▶ _TEXTO PARA LEER_

──────────

El presidente del Gobierno, en su nueva “carta de amor”, también ha utilizado esa estrategia acusando a una confabulación de la UCO, es decir, de la Guardia Civil, al filtrar el informe en el que se muestran las conversaciones que implicarían a Santos Cerdán, su número 3, en la trama de presunta corrupción en la que también está imputado su anterior secretario de Organización. Ni Esperanza Aguirre tuvo tanta puntería.
En una era marcada por la desconfianza y la fragmentación social, el recurso al “enemigo invisible” se ha convertido en una herramienta política de eficacia demostrada. Esta estrategia hunde sus raíces en las paranoias decimonónicas de Europa, donde el judío y el masón eran presentados como conspiradores que, amparados en sociedades secretas, desestabilizaban el orden establecido.
La flexibilidad narrativa de este enemigo intangible resulta su principal fortaleza. Al no poderse identificar de manera concreta, se transforma según convenga al interés de quien detenta el poder: unas veces se altruza detrás de un “lobby globalista” que manipula economías, otras se oculta bajo la etiqueta del “gran reemplazo” que supuestamente amenaza la identidad nacional. Esa ambigüedad facilita la unidad interna de las bases ideológicas, pues frente a un adversario común cualquier crítica interna se tacha de cómplice del complot, y desvía la atención de problemas reales como la desigualdad, la corrupción o el desempleo.

──────────

▶ _TAREA 1_
Transcribe literalmente del texto sobre el enemigo invisible todo lo que va desde "En una era marcada" hasta "el orden establecido.".
▶ _TAREA 2_
Responde estas preguntas según el texto sobre el enemigo invisible:
(a) ¿A quién acusa el presidente del Gobierno de una confabulación?
(b) ¿Qué figuras eran presentadas como conspiradores en las paranoias decimonónicas de Europa?
(c) ¿Qué rasgo del enemigo intangible resulta su principal fortaleza?

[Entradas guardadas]
──────────

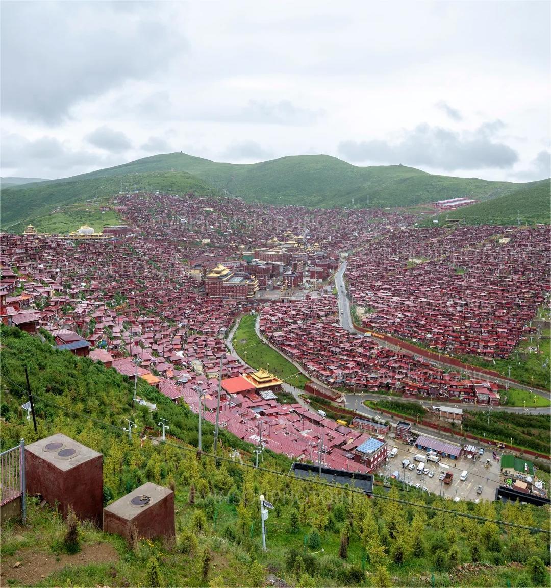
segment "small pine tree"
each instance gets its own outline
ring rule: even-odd
[[[314,551],[316,551],[321,547],[321,537],[320,537],[320,533],[315,529],[314,529],[308,538],[308,545]]]
[[[207,580],[207,576],[209,575],[209,570],[210,569],[210,551],[209,547],[205,547],[203,550],[203,553],[201,554],[201,559],[200,563],[201,564],[201,577],[203,578],[203,582],[206,582]]]
[[[190,505],[195,504],[195,485],[191,482],[191,485],[189,487],[189,498],[187,502]]]
[[[534,583],[534,586],[543,586],[545,582],[545,564],[536,555],[526,560],[526,573]]]
[[[341,532],[341,544],[338,548],[338,556],[341,559],[347,559],[348,557],[348,537],[344,529]]]
[[[471,545],[471,557],[475,563],[480,561],[481,548],[478,541],[473,541]]]
[[[160,588],[161,573],[159,569],[159,562],[154,557],[150,557],[147,567],[147,586],[151,588]]]
[[[397,541],[392,547],[392,550],[391,553],[392,561],[395,563],[402,563],[405,559],[405,551],[404,543],[399,540]]]
[[[296,534],[300,530],[300,522],[298,520],[298,511],[296,509],[291,509],[289,514],[289,525],[291,532]]]

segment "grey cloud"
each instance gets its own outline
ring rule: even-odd
[[[490,136],[503,123],[496,121],[474,132],[460,134],[441,127],[419,125],[406,132],[395,144],[377,139],[344,141],[339,144],[338,151],[352,161],[401,163],[447,171],[509,168],[518,160],[518,155],[508,145],[494,142]]]
[[[11,175],[22,175],[25,170],[33,169],[39,172],[39,177],[63,178],[86,171],[90,166],[101,167],[107,163],[107,160],[96,153],[73,149],[55,137],[45,136],[29,141],[21,135],[11,133],[2,138],[0,165],[3,170],[15,172]]]
[[[240,118],[246,122],[302,126],[313,124],[323,114],[323,111],[296,106],[289,100],[250,100]]]
[[[151,77],[186,47],[176,24],[160,19],[161,11],[152,12],[147,2],[126,11],[120,4],[4,3],[4,113],[58,123],[81,101]]]
[[[452,108],[452,106],[443,100],[441,100],[439,102],[437,102],[436,106],[441,110],[443,110],[452,121],[458,121],[463,120],[461,113],[456,108]]]
[[[543,180],[551,176],[551,153],[543,151],[540,152],[530,162],[528,169],[518,172],[516,177],[524,182],[533,182]]]
[[[173,151],[168,142],[162,137],[150,137],[143,145],[140,145],[140,149],[156,153],[169,153]]]
[[[269,159],[273,153],[269,149],[264,149],[255,141],[243,141],[229,145],[222,154],[226,159],[233,161],[240,159]]]
[[[99,126],[84,138],[91,145],[110,151],[111,153],[120,153],[132,146],[132,143],[124,133],[114,131],[105,125]]]

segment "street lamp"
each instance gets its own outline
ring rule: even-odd
[[[137,426],[137,425],[135,425],[134,423],[133,423],[129,419],[125,419],[125,420],[126,420],[126,422],[128,423],[128,428],[127,429],[123,429],[123,430],[125,431],[125,432],[128,433],[128,439],[129,439],[129,441],[132,441],[132,427],[133,427],[135,429]]]
[[[166,441],[166,437],[165,436],[164,432],[165,432],[165,430],[167,431],[170,427],[167,426],[167,425],[166,425],[166,419],[163,419],[162,417],[161,417],[161,420],[162,421],[162,423],[157,423],[157,424],[160,427],[163,427],[163,441]]]

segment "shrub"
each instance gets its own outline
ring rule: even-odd
[[[178,540],[177,550],[184,555],[194,556],[199,550],[197,537],[190,531],[184,531]]]
[[[543,586],[545,582],[545,564],[536,555],[533,555],[526,560],[526,573],[534,584]]]
[[[444,552],[439,549],[434,556],[434,567],[439,572],[442,572],[446,569],[447,566],[448,562],[446,561]]]
[[[209,547],[205,547],[203,550],[203,553],[201,554],[201,559],[200,560],[201,577],[203,578],[203,582],[206,580],[207,576],[209,575],[209,570],[210,569],[210,551]]]
[[[227,524],[222,531],[222,536],[226,537],[228,541],[235,541],[237,538],[236,532],[231,524]]]
[[[207,530],[207,519],[202,510],[196,510],[191,517],[191,530],[199,534]]]
[[[154,557],[150,557],[147,567],[147,586],[151,588],[160,588],[161,573],[159,569],[159,562]]]
[[[321,537],[315,529],[310,533],[310,536],[308,538],[308,546],[313,551],[317,551],[321,547]]]
[[[67,532],[63,539],[63,549],[68,553],[78,553],[80,550],[78,524],[75,511],[69,507],[67,514]]]

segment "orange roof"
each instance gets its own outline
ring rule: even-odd
[[[154,376],[150,372],[147,373],[145,373],[143,376],[140,376],[142,379],[145,380],[146,382],[150,386],[154,386],[155,384],[158,384],[161,380],[156,376]]]
[[[228,377],[222,380],[222,387],[229,394],[236,394],[238,392],[246,392],[254,390],[254,386],[243,376],[236,376],[234,377]]]

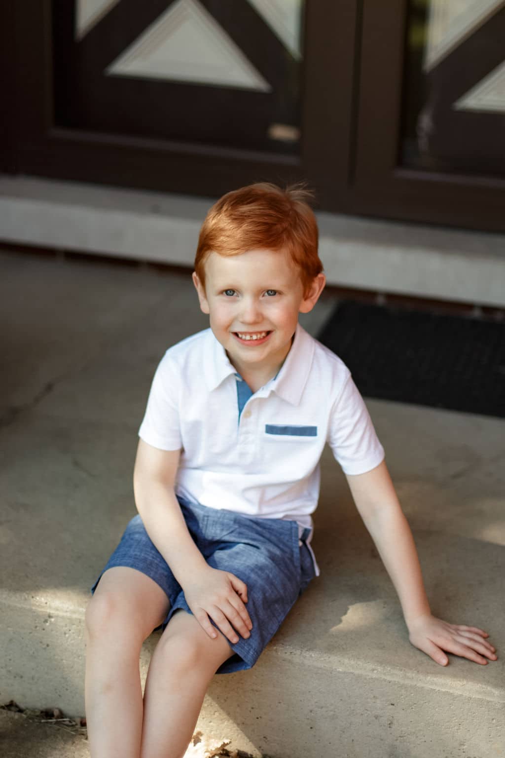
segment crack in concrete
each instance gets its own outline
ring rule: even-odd
[[[3,416],[0,417],[0,429],[3,429],[5,427],[11,426],[11,424],[16,421],[22,413],[25,411],[32,410],[36,406],[41,402],[45,397],[51,394],[55,387],[58,380],[55,381],[48,381],[42,387],[40,392],[37,393],[34,398],[33,398],[29,402],[25,402],[22,406],[9,406],[6,412],[4,413]]]

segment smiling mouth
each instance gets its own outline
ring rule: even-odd
[[[245,340],[247,342],[256,342],[258,340],[264,340],[271,334],[270,331],[263,332],[233,332],[240,340]]]

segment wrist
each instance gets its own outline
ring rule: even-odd
[[[406,613],[404,615],[405,624],[409,631],[412,631],[416,626],[422,624],[427,619],[431,619],[432,616],[432,614],[429,607],[424,608],[415,612]]]

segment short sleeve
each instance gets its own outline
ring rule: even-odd
[[[177,399],[178,372],[165,355],[156,369],[139,437],[161,450],[179,450],[182,446]]]
[[[351,374],[332,409],[326,441],[344,474],[365,474],[384,459],[384,448]]]

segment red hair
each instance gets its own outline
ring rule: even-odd
[[[210,252],[238,255],[254,249],[285,249],[300,270],[307,292],[323,271],[317,254],[317,222],[301,185],[250,184],[229,192],[210,209],[200,230],[195,271],[205,287],[204,263]]]

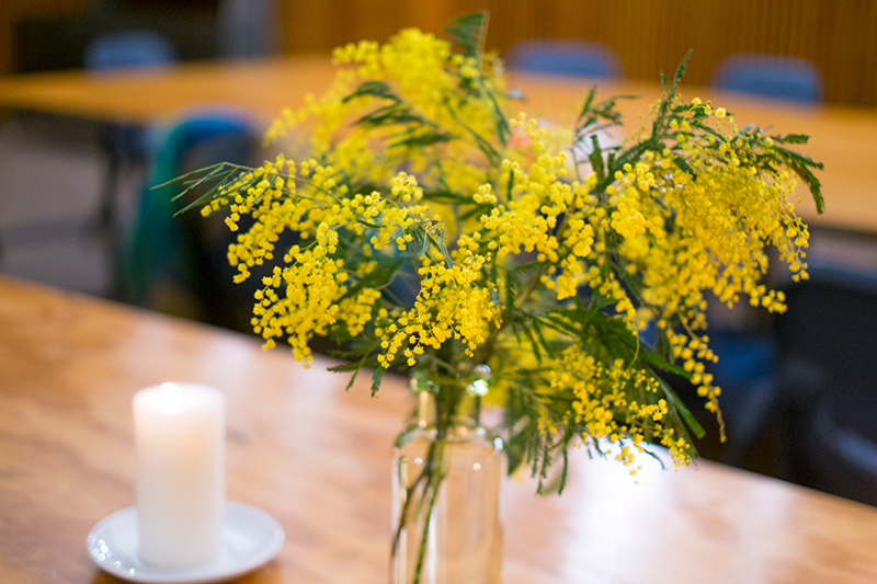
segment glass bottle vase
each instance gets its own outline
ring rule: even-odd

──────────

▶ _RESPUESTA 1_
En una era marcada por la desconfianza y la fragmentación social, el recurso al “enemigo invisible” se ha convertido en una herramienta política de eficacia demostrada. Esta estrategia hunde sus raíces en las paranoias decimonónicas de Europa, donde el judío y el masón eran presentados como conspiradores que, amparados en sociedades secretas, desestabilizaban el orden establecido.

▶ _RESPUESTA 2_
(a) A la UCO, es decir, a la Guardia Civil.
(b) El judío y el masón.
(c) Su flexibilidad narrativa.